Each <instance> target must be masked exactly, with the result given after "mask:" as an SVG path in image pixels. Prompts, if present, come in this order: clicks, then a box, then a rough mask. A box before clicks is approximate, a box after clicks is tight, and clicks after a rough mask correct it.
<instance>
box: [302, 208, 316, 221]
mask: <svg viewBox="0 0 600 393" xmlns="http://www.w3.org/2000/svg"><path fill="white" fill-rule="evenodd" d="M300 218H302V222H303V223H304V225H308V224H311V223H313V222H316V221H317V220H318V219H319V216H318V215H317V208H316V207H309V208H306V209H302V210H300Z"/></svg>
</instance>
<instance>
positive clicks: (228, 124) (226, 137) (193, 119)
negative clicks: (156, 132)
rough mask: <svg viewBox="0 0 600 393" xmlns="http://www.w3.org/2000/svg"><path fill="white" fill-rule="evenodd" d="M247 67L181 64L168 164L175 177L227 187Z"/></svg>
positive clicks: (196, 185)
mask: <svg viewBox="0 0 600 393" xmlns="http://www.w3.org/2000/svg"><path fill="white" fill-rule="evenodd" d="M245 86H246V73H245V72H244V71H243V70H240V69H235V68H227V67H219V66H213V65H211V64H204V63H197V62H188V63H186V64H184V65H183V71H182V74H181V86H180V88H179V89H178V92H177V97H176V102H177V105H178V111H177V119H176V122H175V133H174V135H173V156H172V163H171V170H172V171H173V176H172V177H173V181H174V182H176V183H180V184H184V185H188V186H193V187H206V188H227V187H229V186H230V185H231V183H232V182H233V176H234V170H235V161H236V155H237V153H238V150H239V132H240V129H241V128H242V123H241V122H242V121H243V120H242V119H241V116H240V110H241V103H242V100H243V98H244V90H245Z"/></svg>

**How to complete this task**
Print every line of the entries above again, unchanged and in the same order.

**Expected output**
Each <instance> target must be masked exactly, with the result given after "mask:" as an SVG path in image pixels. Prompts, if present, come in this order: clicks, then a box, then a rough mask. A box before clicks is approximate, a box after clicks is tight, and clicks after a rough mask correct it.
<instance>
box: [302, 208, 316, 221]
mask: <svg viewBox="0 0 600 393" xmlns="http://www.w3.org/2000/svg"><path fill="white" fill-rule="evenodd" d="M300 218H302V222H303V223H304V225H308V224H311V223H313V222H316V221H317V220H318V219H319V216H318V215H317V208H316V207H309V208H306V209H302V210H300Z"/></svg>
</instance>
<instance>
positive clicks: (228, 124) (226, 137) (193, 119)
negative clicks: (156, 132)
rough mask: <svg viewBox="0 0 600 393" xmlns="http://www.w3.org/2000/svg"><path fill="white" fill-rule="evenodd" d="M247 67L181 64L168 164L175 177L227 187Z"/></svg>
positive clicks: (196, 185)
mask: <svg viewBox="0 0 600 393" xmlns="http://www.w3.org/2000/svg"><path fill="white" fill-rule="evenodd" d="M245 86H246V73H245V72H244V71H243V70H240V69H235V68H227V67H219V66H213V65H211V64H204V63H197V62H188V63H186V64H184V65H183V71H182V74H181V86H180V88H179V89H178V92H177V97H176V102H177V105H178V111H177V119H176V122H175V133H174V135H173V156H172V163H171V170H172V171H173V176H172V177H173V181H174V182H176V183H180V184H184V185H188V186H193V187H206V188H227V187H229V186H230V185H231V183H232V182H233V176H234V170H235V161H236V155H237V153H238V150H239V132H240V129H241V128H242V123H241V122H242V121H243V120H242V119H241V116H240V110H241V103H242V100H243V98H244V90H245Z"/></svg>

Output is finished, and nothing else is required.